• Set task 1: According to the assignment description, how many points is the assignment graded out of?
• Set task 2: In the assignment description, which main points of a paper should a presenter identify? List them all.

• Source passage:
——

You will write your critical response paper alone. You may
obtain
feedback on the paper from anyone you like, but the ideas and
interpretation should be your own.
- Grading
- This assignment will be graded out of 40 points: 20 points per component. Criteria are
provided below.
Overview
In this investigation, you become the teacher. The goal of this is
to give you experience thinking, speaking, and writing critically about
future interfaces and/or the social implications of UI design. In this
assignment you will critically respond to a research paper, identify
key points for discussion, and organize and lead class discussion.
Article selection
I have provided a selection of CHI 2015 Best Paper award winners for
you to choose from (see below). My selection is intended to highlight
important social issues and cutting-edge interaction techniques.
Reading journal
For the paper you select, you will prepare a presentation / class
discussion. For a second paper, you will write a short critical
response essay. Details for
both appear below.
For the papers you are not presenting or writing an essay upon,
you will complete a short journal entry that answers the following two
prompts:
- In 1-2 sentences, explain your most
favorite idea from this paper and why you chose that idea.
[prioritization, translation]
- In 1-2 sentences, explain your least
favorite idea from this paper and why you chose that idea.
[prioritization, translation]
Presentation (20 points)
You will lead a 30-minute class discussion of your chosen research
paper. Leaidng discussion involves preparing a short presentation on
the assigned readings, as well as steering the class discussion of
these readings. You should expect to do some additional background
reading and research to prepare to lead class discussion.
Your goal in leading discussion will be similar to your goal in
writing a critical response (see below). You should think about the
same issues in preparing your presentation.
Plan on the following schedule for your presentation:
- ~5 minutes: Introduce the paper and general background
- 20-25 minutes: Lead discussion on the paper
- ~5 minutes: Peer feedback
In your presentation, you should spend a few minutes going over the
papers' background (key prior work, what else the authors have worked
on) and identifying the main points of the papers (problem, solution,
evaluation, contribution). Don't spend too much time here. This part
can be boring as your peers have read the paper already. If you can,
try to find a video or provide some additional perspective on the work
that wasn't in the paper itself.
You should spend most of your allotted time getting the class to
discuss how the papers relate to UI/UX concepts we have been talking
about. You will want to have prepared a number of discussion questions
designed to get an interesting conversation started. This task is not
easy and will require significant thought and plannign. Here are some
ideas/guidelines for making your discussion go well:
- When you think of a question, ask yourself, "How would I answer
this question? Is it interesting to think about?" If you have no answer
or think the question is boring, then so will your peers.

——

• Records:

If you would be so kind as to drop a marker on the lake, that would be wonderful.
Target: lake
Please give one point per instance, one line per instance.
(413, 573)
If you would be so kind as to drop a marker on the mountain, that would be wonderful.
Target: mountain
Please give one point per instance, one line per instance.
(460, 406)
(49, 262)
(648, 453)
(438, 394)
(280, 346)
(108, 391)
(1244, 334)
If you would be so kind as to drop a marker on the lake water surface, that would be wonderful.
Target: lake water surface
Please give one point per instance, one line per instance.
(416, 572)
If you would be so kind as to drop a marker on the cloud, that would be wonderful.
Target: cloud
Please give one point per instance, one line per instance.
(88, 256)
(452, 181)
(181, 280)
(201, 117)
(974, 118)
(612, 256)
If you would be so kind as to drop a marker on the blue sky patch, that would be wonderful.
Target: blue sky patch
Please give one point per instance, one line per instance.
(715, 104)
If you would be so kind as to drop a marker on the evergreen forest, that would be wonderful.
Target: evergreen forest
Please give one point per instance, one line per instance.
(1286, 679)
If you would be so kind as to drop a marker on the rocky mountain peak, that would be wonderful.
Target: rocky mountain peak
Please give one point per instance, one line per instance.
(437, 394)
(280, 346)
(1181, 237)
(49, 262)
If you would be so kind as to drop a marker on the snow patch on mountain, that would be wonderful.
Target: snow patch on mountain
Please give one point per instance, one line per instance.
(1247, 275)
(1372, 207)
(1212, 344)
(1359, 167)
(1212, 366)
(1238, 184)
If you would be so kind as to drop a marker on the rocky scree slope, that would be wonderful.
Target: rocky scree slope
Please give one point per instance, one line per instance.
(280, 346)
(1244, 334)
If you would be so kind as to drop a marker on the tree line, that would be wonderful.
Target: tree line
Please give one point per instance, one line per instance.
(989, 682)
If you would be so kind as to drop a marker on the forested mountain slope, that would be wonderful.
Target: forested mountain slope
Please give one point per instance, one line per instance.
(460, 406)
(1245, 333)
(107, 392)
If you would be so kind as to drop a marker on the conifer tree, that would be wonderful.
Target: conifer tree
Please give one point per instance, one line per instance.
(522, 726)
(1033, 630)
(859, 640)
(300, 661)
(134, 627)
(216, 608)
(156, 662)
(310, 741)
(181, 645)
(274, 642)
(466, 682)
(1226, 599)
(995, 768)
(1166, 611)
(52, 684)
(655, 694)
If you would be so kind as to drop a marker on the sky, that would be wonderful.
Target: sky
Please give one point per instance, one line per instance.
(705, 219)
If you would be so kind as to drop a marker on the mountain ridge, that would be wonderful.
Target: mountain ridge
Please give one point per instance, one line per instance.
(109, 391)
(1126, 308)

——

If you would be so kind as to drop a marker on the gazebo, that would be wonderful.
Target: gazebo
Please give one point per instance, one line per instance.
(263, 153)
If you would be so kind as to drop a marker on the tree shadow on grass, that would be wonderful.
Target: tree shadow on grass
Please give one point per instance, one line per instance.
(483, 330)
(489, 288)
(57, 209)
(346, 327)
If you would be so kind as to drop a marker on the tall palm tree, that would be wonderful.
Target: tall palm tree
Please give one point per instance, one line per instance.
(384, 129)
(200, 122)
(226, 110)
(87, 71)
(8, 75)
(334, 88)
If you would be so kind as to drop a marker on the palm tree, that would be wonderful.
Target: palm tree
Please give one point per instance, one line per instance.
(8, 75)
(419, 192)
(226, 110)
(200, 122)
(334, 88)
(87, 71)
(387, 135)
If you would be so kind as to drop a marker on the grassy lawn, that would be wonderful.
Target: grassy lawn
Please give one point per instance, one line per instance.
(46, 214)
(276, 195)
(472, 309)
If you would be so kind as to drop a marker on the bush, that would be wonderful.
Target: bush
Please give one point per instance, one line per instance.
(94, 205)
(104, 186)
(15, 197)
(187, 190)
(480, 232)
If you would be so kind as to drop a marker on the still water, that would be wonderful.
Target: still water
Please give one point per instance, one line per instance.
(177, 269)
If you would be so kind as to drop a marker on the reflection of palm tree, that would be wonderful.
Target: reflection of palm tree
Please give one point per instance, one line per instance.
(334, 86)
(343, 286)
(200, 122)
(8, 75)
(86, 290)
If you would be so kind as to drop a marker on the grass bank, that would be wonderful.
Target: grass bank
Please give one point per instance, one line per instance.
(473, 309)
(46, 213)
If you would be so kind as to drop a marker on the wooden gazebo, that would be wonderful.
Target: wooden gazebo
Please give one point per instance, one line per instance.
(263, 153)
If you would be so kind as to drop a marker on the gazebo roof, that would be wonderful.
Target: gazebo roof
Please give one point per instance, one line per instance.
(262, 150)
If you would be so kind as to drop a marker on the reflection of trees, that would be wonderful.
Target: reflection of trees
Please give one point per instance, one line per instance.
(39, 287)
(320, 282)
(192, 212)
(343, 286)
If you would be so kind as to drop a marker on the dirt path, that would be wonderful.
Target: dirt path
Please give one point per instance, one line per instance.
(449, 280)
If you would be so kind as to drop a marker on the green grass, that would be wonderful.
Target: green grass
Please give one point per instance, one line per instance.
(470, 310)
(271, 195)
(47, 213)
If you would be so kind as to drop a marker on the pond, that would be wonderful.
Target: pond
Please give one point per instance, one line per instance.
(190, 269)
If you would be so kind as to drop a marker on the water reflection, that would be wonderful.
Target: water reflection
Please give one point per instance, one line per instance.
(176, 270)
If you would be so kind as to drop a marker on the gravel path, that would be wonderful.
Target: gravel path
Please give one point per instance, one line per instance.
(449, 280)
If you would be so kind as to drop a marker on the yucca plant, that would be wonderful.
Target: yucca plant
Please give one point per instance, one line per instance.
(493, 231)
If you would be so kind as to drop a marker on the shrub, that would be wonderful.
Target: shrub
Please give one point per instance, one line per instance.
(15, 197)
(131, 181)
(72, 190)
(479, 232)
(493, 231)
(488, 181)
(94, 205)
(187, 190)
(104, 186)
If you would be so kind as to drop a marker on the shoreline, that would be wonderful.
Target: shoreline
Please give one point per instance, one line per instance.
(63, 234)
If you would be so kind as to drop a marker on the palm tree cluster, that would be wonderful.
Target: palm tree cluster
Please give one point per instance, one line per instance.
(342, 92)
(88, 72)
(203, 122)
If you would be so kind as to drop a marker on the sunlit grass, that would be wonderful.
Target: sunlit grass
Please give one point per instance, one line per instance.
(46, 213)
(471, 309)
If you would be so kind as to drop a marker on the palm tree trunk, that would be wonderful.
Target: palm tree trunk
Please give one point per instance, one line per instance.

——

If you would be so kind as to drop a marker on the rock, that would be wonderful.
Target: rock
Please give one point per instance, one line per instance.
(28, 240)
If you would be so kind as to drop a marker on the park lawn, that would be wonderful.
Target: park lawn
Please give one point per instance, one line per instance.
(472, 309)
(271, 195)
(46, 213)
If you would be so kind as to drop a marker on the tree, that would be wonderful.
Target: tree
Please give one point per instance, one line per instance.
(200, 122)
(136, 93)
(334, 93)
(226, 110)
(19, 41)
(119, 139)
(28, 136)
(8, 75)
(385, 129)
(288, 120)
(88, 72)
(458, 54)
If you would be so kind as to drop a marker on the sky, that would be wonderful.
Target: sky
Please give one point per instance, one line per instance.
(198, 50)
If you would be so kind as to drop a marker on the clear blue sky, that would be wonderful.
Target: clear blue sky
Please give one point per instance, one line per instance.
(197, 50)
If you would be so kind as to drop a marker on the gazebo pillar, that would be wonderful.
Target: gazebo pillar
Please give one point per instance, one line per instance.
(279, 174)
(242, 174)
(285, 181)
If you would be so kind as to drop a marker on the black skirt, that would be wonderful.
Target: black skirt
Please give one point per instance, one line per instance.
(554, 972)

——

• Finished answer 1: 40 points, with 20 points per component.

• Finished answer 2: Problem, solution, evaluation, contribution